## WHAT YOU NEED TO DO
Could you copy the listing below word for word, leaving out the pictures?

## RECORD SET
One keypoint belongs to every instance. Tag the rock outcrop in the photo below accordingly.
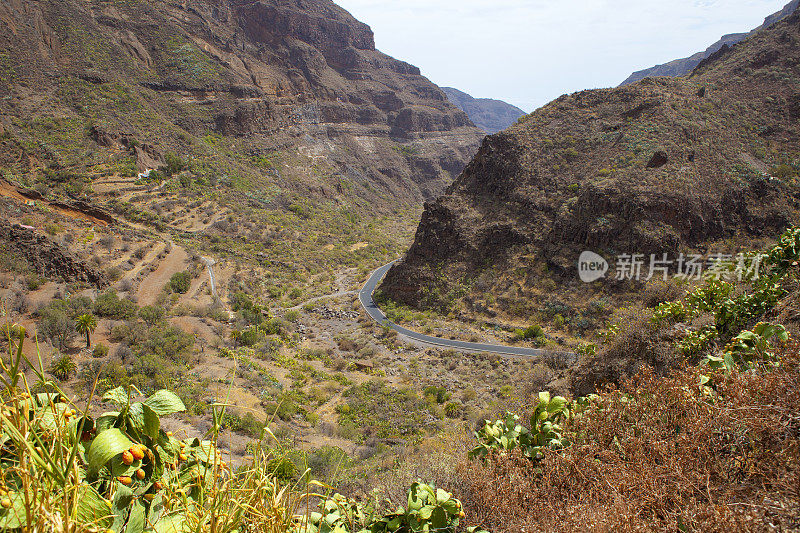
(295, 76)
(683, 66)
(648, 168)
(48, 258)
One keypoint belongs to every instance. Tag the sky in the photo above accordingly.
(528, 52)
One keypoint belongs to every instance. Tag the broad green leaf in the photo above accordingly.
(439, 518)
(544, 399)
(556, 404)
(426, 512)
(93, 508)
(118, 396)
(14, 517)
(452, 506)
(136, 520)
(171, 524)
(44, 398)
(165, 403)
(145, 420)
(105, 446)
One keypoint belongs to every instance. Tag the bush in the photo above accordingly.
(109, 305)
(530, 333)
(172, 164)
(56, 326)
(716, 459)
(62, 367)
(180, 282)
(151, 314)
(100, 350)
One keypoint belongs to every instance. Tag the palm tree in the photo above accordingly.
(236, 336)
(86, 324)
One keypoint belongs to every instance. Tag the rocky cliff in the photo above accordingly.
(88, 83)
(683, 66)
(487, 114)
(661, 166)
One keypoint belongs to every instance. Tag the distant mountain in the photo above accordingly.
(660, 166)
(489, 115)
(680, 67)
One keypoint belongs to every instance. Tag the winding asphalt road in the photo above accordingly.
(365, 297)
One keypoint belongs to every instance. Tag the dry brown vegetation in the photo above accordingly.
(660, 454)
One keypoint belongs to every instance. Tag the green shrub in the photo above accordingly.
(109, 305)
(100, 350)
(783, 171)
(180, 282)
(151, 314)
(62, 367)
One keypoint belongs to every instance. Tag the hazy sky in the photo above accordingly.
(528, 52)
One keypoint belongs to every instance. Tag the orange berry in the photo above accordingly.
(138, 451)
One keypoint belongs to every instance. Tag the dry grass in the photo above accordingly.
(657, 454)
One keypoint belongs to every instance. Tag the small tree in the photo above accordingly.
(151, 314)
(85, 325)
(180, 282)
(56, 326)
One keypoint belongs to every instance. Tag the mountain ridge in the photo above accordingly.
(665, 165)
(488, 114)
(683, 66)
(287, 75)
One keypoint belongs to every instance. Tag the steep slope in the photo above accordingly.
(92, 83)
(486, 113)
(683, 66)
(661, 166)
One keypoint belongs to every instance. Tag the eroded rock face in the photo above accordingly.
(279, 72)
(649, 168)
(48, 258)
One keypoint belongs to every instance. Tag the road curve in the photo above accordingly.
(365, 297)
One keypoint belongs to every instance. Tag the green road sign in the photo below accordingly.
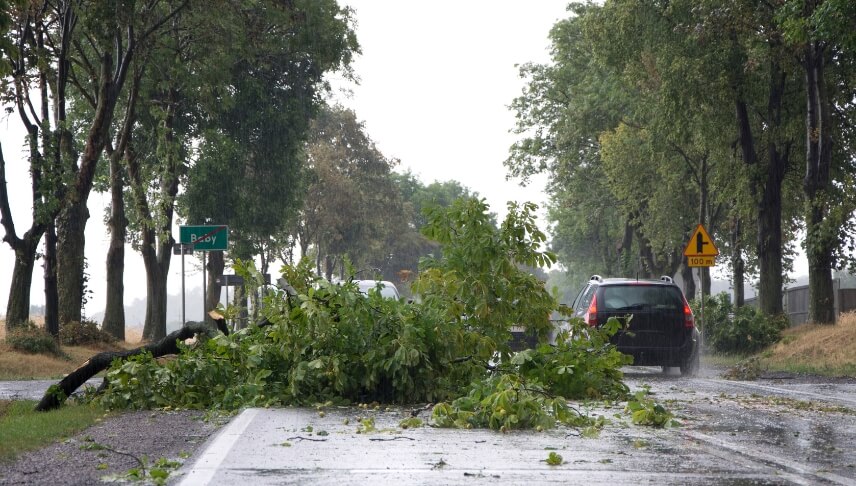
(205, 238)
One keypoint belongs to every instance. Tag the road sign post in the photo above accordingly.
(205, 238)
(182, 249)
(701, 252)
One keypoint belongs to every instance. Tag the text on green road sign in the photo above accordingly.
(205, 237)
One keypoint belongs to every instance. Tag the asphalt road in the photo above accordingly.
(788, 431)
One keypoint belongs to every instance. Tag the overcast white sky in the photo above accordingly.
(436, 80)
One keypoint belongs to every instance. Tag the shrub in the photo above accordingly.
(33, 339)
(742, 330)
(83, 333)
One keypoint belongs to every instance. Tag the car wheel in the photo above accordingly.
(690, 364)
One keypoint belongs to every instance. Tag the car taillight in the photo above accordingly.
(689, 319)
(591, 314)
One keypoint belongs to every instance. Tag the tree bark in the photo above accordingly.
(154, 327)
(821, 237)
(51, 287)
(56, 394)
(71, 243)
(18, 305)
(114, 313)
(769, 185)
(738, 266)
(215, 266)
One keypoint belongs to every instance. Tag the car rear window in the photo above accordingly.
(629, 297)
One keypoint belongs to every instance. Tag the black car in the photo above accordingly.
(661, 329)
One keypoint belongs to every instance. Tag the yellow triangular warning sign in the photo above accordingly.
(700, 244)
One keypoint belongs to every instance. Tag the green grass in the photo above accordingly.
(830, 370)
(721, 360)
(22, 429)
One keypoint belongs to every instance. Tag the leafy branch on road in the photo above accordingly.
(325, 342)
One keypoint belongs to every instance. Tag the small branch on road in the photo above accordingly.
(298, 437)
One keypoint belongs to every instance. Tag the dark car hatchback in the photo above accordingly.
(661, 330)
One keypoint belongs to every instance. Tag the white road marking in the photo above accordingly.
(206, 466)
(805, 475)
(784, 391)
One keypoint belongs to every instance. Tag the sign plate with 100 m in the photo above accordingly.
(700, 250)
(205, 237)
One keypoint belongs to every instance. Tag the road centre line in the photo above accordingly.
(803, 475)
(209, 462)
(784, 391)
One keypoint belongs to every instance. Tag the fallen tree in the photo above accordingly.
(56, 395)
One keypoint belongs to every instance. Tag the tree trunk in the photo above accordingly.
(71, 242)
(51, 287)
(215, 266)
(769, 184)
(101, 361)
(114, 313)
(18, 305)
(821, 239)
(770, 239)
(738, 266)
(154, 327)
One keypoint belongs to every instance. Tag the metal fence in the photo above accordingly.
(795, 301)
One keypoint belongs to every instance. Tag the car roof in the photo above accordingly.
(598, 280)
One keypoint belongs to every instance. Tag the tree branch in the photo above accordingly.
(57, 394)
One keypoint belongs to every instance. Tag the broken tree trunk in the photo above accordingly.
(56, 394)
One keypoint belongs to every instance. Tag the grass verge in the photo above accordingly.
(15, 365)
(828, 350)
(22, 429)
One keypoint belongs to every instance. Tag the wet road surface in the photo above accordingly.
(764, 432)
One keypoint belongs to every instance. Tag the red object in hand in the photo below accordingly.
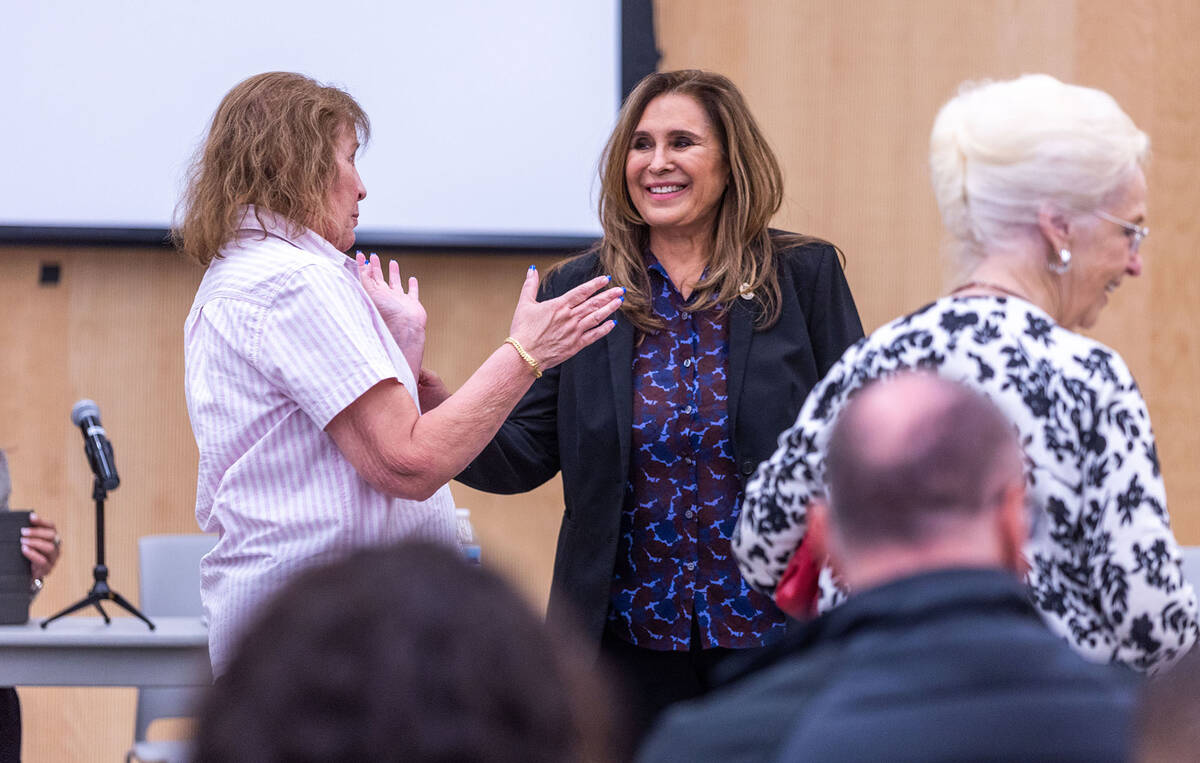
(798, 590)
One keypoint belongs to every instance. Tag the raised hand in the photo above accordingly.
(555, 330)
(40, 544)
(402, 312)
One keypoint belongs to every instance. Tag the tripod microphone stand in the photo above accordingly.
(100, 590)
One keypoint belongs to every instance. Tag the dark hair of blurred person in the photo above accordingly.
(937, 654)
(402, 653)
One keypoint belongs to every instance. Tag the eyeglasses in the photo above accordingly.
(1139, 232)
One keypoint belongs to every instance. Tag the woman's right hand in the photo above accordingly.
(555, 330)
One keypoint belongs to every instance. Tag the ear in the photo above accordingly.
(1054, 224)
(816, 536)
(1013, 528)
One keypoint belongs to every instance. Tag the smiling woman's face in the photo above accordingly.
(346, 192)
(1103, 254)
(676, 168)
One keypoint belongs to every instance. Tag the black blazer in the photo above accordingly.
(579, 416)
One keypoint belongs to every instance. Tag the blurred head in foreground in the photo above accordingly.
(403, 653)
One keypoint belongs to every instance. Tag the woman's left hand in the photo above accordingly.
(41, 545)
(402, 312)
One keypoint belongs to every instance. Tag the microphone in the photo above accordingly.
(85, 415)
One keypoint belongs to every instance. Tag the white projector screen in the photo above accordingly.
(487, 118)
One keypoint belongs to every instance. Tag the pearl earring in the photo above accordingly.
(1063, 263)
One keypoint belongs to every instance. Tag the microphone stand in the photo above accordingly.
(100, 590)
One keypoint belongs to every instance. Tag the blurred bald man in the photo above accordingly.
(937, 654)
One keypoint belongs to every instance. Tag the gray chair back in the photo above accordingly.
(169, 586)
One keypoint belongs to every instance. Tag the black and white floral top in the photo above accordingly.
(1104, 564)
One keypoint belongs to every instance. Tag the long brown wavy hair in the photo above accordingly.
(743, 248)
(271, 144)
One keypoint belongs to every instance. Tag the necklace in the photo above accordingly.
(994, 287)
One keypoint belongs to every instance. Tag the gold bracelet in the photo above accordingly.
(526, 356)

## SOLUTION TO THIS PROBLEM
One keypoint belongs to every instance. Tag the rock outcrop in the photo below accordingly.
(295, 76)
(683, 66)
(648, 168)
(48, 258)
One keypoint belongs to every instance. Tag the sky in the photo above accordingly.
(528, 52)
One keypoint belongs to every instance. Tag the broad green leaf in the photo above accordingly.
(439, 518)
(544, 399)
(556, 404)
(426, 512)
(93, 508)
(118, 396)
(14, 517)
(452, 506)
(136, 520)
(171, 524)
(44, 398)
(165, 403)
(145, 420)
(105, 446)
One keypoint belongs to every instance. Tag the bush in the photo above accordingly.
(109, 305)
(530, 333)
(172, 164)
(56, 326)
(716, 459)
(62, 367)
(180, 282)
(151, 314)
(100, 350)
One keypoint belongs to every instance. Tag the palm tree in the photo above accordingly.
(236, 336)
(86, 324)
One keypoint belongs to every instance. Tag the rocky cliff in the photo above accordingly.
(88, 83)
(683, 66)
(487, 114)
(661, 166)
One keypoint belongs to every instance. Tag the distant mountain in the photo above accordingly.
(660, 166)
(489, 115)
(680, 67)
One keypoint belongs to every instance. Tag the winding asphalt road in the photo above accordingly.
(365, 297)
One keypoint belongs to every instance. Tag the dry brown vegetation in the photo above accordingly.
(660, 454)
One keypoint belongs to every instance. Tag the green shrub in the photo above accordingly.
(109, 305)
(100, 350)
(783, 171)
(180, 282)
(151, 314)
(62, 367)
One keypoint belongs to every instance. Tag the hazy sky in the photo above accordingly.
(528, 52)
One keypoint belongs to every instance. Tag the orange berry in the photo above accordingly.
(138, 451)
One keypoint belongs to every instance. Tag the dry grass in the photo above accordingly.
(657, 454)
One keypoint belongs to every instance. Tag the small tree in the photo above accordingly.
(151, 314)
(85, 325)
(180, 282)
(56, 326)
One keypoint belongs to every instance. Tag the mountain ridge in the photo above accordingly.
(665, 165)
(488, 114)
(683, 66)
(287, 75)
One keypoint belongs to every instance. Tag the steep slope in the photo above accordingly.
(92, 83)
(486, 113)
(683, 66)
(661, 166)
One keypoint belongs to every instance. Tag the eroded rock face in the photo above accordingly.
(279, 72)
(649, 168)
(48, 258)
One keypoint belongs to every instance. Tag the road curve in the photo above accordingly.
(365, 297)
One keypoint belongs to every instance. Tag the green road sign in the photo below accordingly.
(205, 238)
One keypoint belongs to every instance. Tag the road sign post in the photo above accordingly.
(205, 238)
(182, 249)
(701, 252)
One keypoint belongs to every instance. Tag the text on green road sign in the photo above accordingly.
(205, 237)
One keypoint belongs to every instance. Tag the asphalt road in the photo above accordingly.
(788, 431)
One keypoint belongs to every instance. Tag the overcast white sky in the photo above accordingly.
(436, 80)
One keypoint belongs to every instance. Tag the shrub in the photo above accordingly.
(33, 339)
(742, 330)
(83, 333)
One keypoint belongs to every instance. Tag the car wheel in the photo above accordingly.
(690, 364)
One keypoint belongs to every instance. Tag the car taillight in the photo above accordingly.
(689, 319)
(591, 314)
One keypoint belongs to every instance. Tag the tree bark in the photo above accordingly.
(154, 327)
(821, 237)
(51, 287)
(56, 394)
(71, 243)
(18, 305)
(114, 313)
(769, 185)
(738, 266)
(215, 266)
One keypoint belongs to every instance. Tag the car rear window in the photo above accordingly.
(629, 297)
One keypoint belongs to every instance. Tag the black car in the photo above accordingly.
(661, 329)
One keypoint belongs to every instance. Tag the yellow triangular warning sign in the photo above accordingly.
(700, 244)
One keypoint belongs to every instance. Tag the green grass in the photo above accordingly.
(830, 370)
(721, 360)
(22, 429)
One keypoint belongs to every instance. Tag the leafy branch on road in the photo above accordingly.
(325, 342)
One keypoint belongs to every instance. Tag the small branch on road in the photo above accordingly.
(298, 437)
One keypoint belongs to every instance. Tag the dark car hatchback in the photo above accordingly.
(661, 330)
One keypoint belongs to every instance. Tag the white road marking in the photo above accordingly.
(206, 466)
(805, 475)
(784, 391)
One keypoint belongs to every instance. Tag the sign plate with 100 m in the photo above accordingly.
(700, 250)
(205, 237)
One keypoint belongs to every instance. Tag the road centre line in the photo above accordingly.
(803, 475)
(209, 462)
(784, 391)
One keypoint belongs to every instance. Tag the fallen tree in the photo above accordingly.
(56, 395)
One keypoint belongs to every instance. Tag the tree trunk in the photo above accordingly.
(71, 242)
(51, 287)
(215, 266)
(769, 184)
(101, 361)
(114, 313)
(18, 305)
(821, 239)
(770, 239)
(738, 266)
(154, 327)
One keypoint belongs to every instance. Tag the metal fence in the photo above accordingly.
(795, 301)
One keypoint belongs to every instance. Tag the car roof in the photo above accordingly.
(598, 280)
One keypoint belongs to every instance. Tag the tree branch in the photo above accordingly.
(57, 394)
One keypoint belongs to every instance. Tag the broken tree trunk in the photo above accordingly.
(56, 394)
One keypoint belongs to every instance. Tag the grass verge in the photo above accordingly.
(15, 365)
(828, 350)
(22, 429)
One keypoint belongs to every instance. Tag the wet road surface in the photo above accordingly.
(764, 432)
One keypoint belongs to every instance. Tag the red object in hand in the photo below accordingly.
(798, 590)
One keypoint belongs to every instance. Tag the raised hand in the photo above accordingly.
(555, 330)
(40, 544)
(402, 312)
One keypoint belongs to every instance. Tag the tripod microphone stand in the photo above accordingly.
(100, 590)
One keypoint belongs to every instance. Tag the dark hair of blurred person in the photo above accordingly.
(937, 654)
(402, 653)
One keypoint belongs to every instance. Tag the eyeglasses in the photo above accordingly.
(1139, 232)
One keypoint belongs to every instance. Tag the woman's right hand in the photo above accordingly.
(555, 330)
One keypoint belongs to every instance. Tag the ear in the photo above accordingly.
(1054, 224)
(816, 536)
(1013, 528)
One keypoint belongs to every instance. Tag the smiling woman's face in the photo above accordingly.
(346, 192)
(1103, 254)
(676, 168)
One keypoint belongs to every instance. Tag the black blazer in the photo above accordingly.
(579, 416)
One keypoint belongs to every instance. Tag the blurred head in foreground in the photo above accordingly.
(403, 653)
One keypoint belongs to every instance. Tag the woman's left hand in the photo above accordingly.
(41, 545)
(402, 312)
One keypoint belongs to every instance. Tag the microphone in the photo above accordingly.
(85, 415)
One keypoint belongs to every instance. Tag the white projector screen in the photo above accordingly.
(487, 118)
One keypoint belongs to every instance. Tag the pearl earring in the photo above accordingly.
(1063, 263)
One keypoint belongs to every instance. Tag the microphone stand in the photo above accordingly.
(100, 590)
One keypoint belongs to every instance. Tag the blurred bald man in the photo above accordingly.
(937, 654)
One keypoint belongs to every instance. Tag the gray chair back in the photo above accordingly.
(169, 586)
One keypoint belongs to every instance. Tag the black and white floral top in the photo above accordingly.
(1104, 564)
One keypoint belongs to every instance. Tag the long brown wavy hair in the photo above accordingly.
(743, 248)
(271, 144)
One keypoint belongs to every instance. Tag the necklace in the photo above accordingly.
(994, 287)
One keypoint belongs to every instance. Tag the gold bracelet in the photo above accordingly.
(526, 356)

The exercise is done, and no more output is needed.